Written exercise - Please render the entries below as a numbered list, leaving out any blank lines.
╔══
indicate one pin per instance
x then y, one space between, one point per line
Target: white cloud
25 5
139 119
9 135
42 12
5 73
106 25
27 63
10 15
╚══
Expected answer -
1. indicate one pin per instance
2. x then y, one space between, one point per line
3. Target: white cloud
4. 25 5
5. 139 119
6. 9 135
7. 42 12
8. 5 73
9. 106 25
10. 27 63
11. 10 15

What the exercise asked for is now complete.